Goal of the exercise —
Extend the list of famous people who died in 1961 with further entries after its last one.

Text —

[Start of Attachment]

List of Famous people who died in 1961
Vanessa Bell
Vanessa Bell was an English painter and interior designer, a member of the Bloomsbury Group and the sister of Virginia Woolf.
Andjar Asmara
Abisin Abbas, better known by his pseudonym Andjar Asmara, was a dramatist and filmmaker active in the cinema of the Dutch East Indies. Born in Alahan Panjang, West Sumatra, he first worked as a reporter in Batavia. He became a writer for the Padangsche Opera in Padang, where he developed a new, dialogue-centric style, which later spread throughout the region. After returning to Batavia in 1929, he spent over a year as a theatre and film critic. In 1930 he joined the Dardanella touring troupe as a writer. He went to India in an unsuccessful bid to film his stage play Dr Samsi.
Carl Jung
Carl Gustav Jung, originally Karl Gustav Jung, was a Swiss psychiatrist and psychoanalyst who founded analytical psychology. Jung's work has been influential in the fields of psychiatry, anthropology, archaeology, literature, philosophy and religious studies. Jung worked as a research scientist at the famous Burghölzli hospital, under Eugen Bleuler. During this time, he came to the attention of Sigmund Freud, the founder of psychoanalysis. The two men conducted a lengthy correspondence and collaborated, for a while, on a joint vision of human psychology.
Louis Earl Goodman
Louis Earl Goodman was a United States District Judge of the United States District Court for the Northern District of California.
Marion Davies
Marion Davies was an American actress, producer, screenwriter, and philanthropist. Educated in a religious convent, Davies fled the school to pursue a career as a chorus girl. As a teenager, she appeared in several Broadway musicals and one film, Runaway Romany (1917). She soon became a featured performer in the Ziegfeld Follies. While performing in the 1916 Follies, she met newspaper tycoon William Randolph Hearst and became his mistress. Hearst took over management of Davies' career and promoted her as a motion picture actress.
Patrice Lumumba
Patrice Émery Lumumba was a Congolese politician and independence leader who served as the first Prime Minister of the independent Democratic Republic of the Congo from June until September 1960. He played a significant role in the transformation of the Congo from a colony of Belgium into an independent republic. Ideologically an African nationalist and pan-Africanist, he led the Congolese National Movement (MNC) party from 1958 until his assassination.

[End of Attachment]

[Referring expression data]
[Start of Attachment]

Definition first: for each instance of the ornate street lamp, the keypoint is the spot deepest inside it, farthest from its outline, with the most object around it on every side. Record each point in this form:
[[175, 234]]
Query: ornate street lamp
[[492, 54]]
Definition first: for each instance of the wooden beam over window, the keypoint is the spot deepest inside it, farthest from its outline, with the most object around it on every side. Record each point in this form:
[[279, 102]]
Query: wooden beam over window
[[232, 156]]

[End of Attachment]

Answer area —
Zog I
Zog I, born Ahmet Muhtar Zogolli, taking the surname Zogu in 1922, was the leader of Albania from 1922 to 1939. He first served as the Prime Minister of Albania (1922–1924), then as President (1925–1928), and finally as the country's King (1928–1939).
William Alexander Morgan
William Alexander Morgan was a United States citizen who fought in the Cuban Revolution, leading a band of rebels that drove the Cuban army from key positions in the central mountains as part of Second National Front of Escambray, thereby helping to pave the way for Fidel Castro's forces to secure victory. Morgan was one of about two dozen U.S. citizens to fight in the revolution and one of only three foreign nationals to hold the rank of comandante in the rebel forces. He turned against Castro after the revolution when Castro began to show Communist leanings, and was one of the leaders of the CIA supplied Escambray rebellion.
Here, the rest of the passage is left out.